Questions>
• 1. Answer these from the blog post on food:
(a) What does the writer hope the nation will learn about calories?
(b) What three unhealthy reasons for eating are often cemented in childhood?
(c) What did the parents give their child for using the potty?
• 2. Pick up the blog post on the misuse of food after its final sentence and keep writing.

Document text>
+ + +

For many of us, the act of preparing, cooking and serving food is an expression of love: familial, social, charitable. Within cultures, broad and refined, certain foods celebrate, symbolize, crystalize (as in rites of passage, milestones). There is room in all our lives for these occasions[1], these moments of food as something more than or other from, sustenance. There is no room in any of our lives for abandoned consumption of even our cherished foods. To be honest, gluttony sort of ruins the whole appeal. But this blog post is not about moderation or counting calories. I am hoping that in time, soon, it will no longer be necessary to even mention calorie moderation, not because we have found a magic pill that lets you eat whatever you want, or because exercise suddenly causes easy weight control, but because we will have learned, as a nation, that calories MUST be part of the strategy.[2]

These other than sustenance reasons for eating that I described above, fall into the appropriate practices of most societies throughout time. But there are less salubrious reasons for eating and sadly, these unhealthy, psychologically damaging reasons are often situated and cemented in childhood: pacification, reward, boredom. Recently, I observed one of these unhealthy uses of food, which I’ll describe in a moment, and that scene triggered a few other memories of the misuse of food, memories that are at least 20 to 30 years in the past – I’ll share them too.

The first and recent example uses food as reinforcement. This particular example can be thought of as either negative or positive reinforcement, which is unusual and psychologists might disagree with me, but I’ll explain my reasons and why I call it negative reinforcement. Negative reinforcement is an action that takes away an unpleasant thing, while positive reinforcement provides a reward or something pleasant when a particular behavior is exhibited. In my interpretation, one is meant to extinguish and the other is meant to encourage. I think that using food to take away an unpleasant emotion would be using it for negative reinforcement – a really bad idea. In the case I witnessed, a child was crying – throwing a pretty good tantrum – and the dad said to the mom, “Give her a lolly pop.” WHOA. – I most certainly did cringe. More distally, when I was a young adult babysitter, I observed what the parents clearly meant to be positive reinforcement when they gave their child a cookie for using the potty. To this day I have wondered if that girl grew up to have an eating disorder. And a little more recently, but still 20 or more years ago, I remember watching a friend constantly hand her son food to eat as they rode around in the car – visiting people. He was bored and eating chips and drinking soda kept him occupied. He is a (heart breaking) morbidly obese young adult now.

+ + +

Records shown>
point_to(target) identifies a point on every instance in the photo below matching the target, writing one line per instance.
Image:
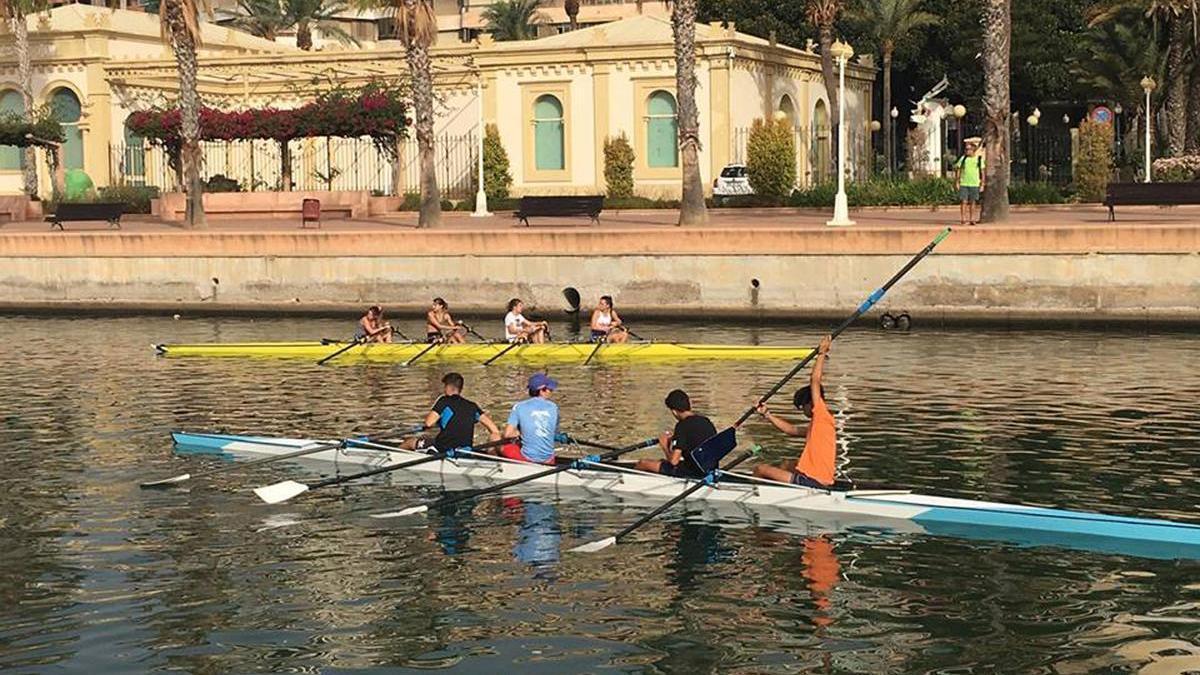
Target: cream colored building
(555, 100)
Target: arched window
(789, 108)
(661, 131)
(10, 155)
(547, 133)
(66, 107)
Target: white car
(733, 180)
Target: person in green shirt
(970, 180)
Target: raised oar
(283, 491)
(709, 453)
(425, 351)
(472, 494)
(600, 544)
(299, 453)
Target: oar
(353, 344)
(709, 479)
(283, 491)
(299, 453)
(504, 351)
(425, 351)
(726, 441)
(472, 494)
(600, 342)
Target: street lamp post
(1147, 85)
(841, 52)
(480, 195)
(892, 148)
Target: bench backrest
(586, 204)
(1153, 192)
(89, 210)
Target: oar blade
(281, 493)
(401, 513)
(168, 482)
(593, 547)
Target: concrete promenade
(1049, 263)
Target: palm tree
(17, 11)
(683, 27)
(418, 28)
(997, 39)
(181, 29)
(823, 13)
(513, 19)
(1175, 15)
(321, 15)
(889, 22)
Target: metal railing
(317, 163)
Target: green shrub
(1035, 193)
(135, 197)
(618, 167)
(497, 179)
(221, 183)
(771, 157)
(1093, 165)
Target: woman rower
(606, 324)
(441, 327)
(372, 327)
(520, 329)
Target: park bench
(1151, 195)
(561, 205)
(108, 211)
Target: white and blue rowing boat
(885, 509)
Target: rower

+ + +

Expected outputs>
• 1.
(a) That calories must be part of the strategy.
(b) Pacification, reward and boredom.
(c) A cookie.

• 2.
Food is not meant to drown out our feelings, teach us to do things, or keep us from being bored.  Parenting is hard -  I get that, but food as a parenting strategy is a dangerous mistake. Though I am firm in my belief that food not be a reward, food can certainly be a pleasure and serving it rewarding. When foods become embedded with our culture, our traditions, and our families it is a good thing. But using food to treat a bad mood, stress or mental illness is ineffective and it’s unhealthy. If you’ve found yourself using it this way, instead, try exercise, talking to confidants or professionals, writing, meditating, praying, and other positive coping mechanisms. Heck, even medicine if all else fails, but not food. Food is not the answer nor the treatment for emotional or physical pain.





[1] Note: this is not the same thing as having style of cooking that consistently creates excess calories or uses large amounts of nutrients/substances of concern (i.e., sugar, fatty and or fried/breaded foods and salt/sodium)
[2] Forgive me for another small aside, but as I wrote the sentence above regarding the pill that lets you eat whatever you want, I had a little epiphany. The ads for pills and supplements do say, ‘eat whatever you want and lose x pounds.’ And that is not the real issue. It is less about WHAT one eats and a lot about HOW MUCH; so the magic pills have to let us eat what we want, as much as we want and keep us thin and metabolically healthy – good luck waiting on that.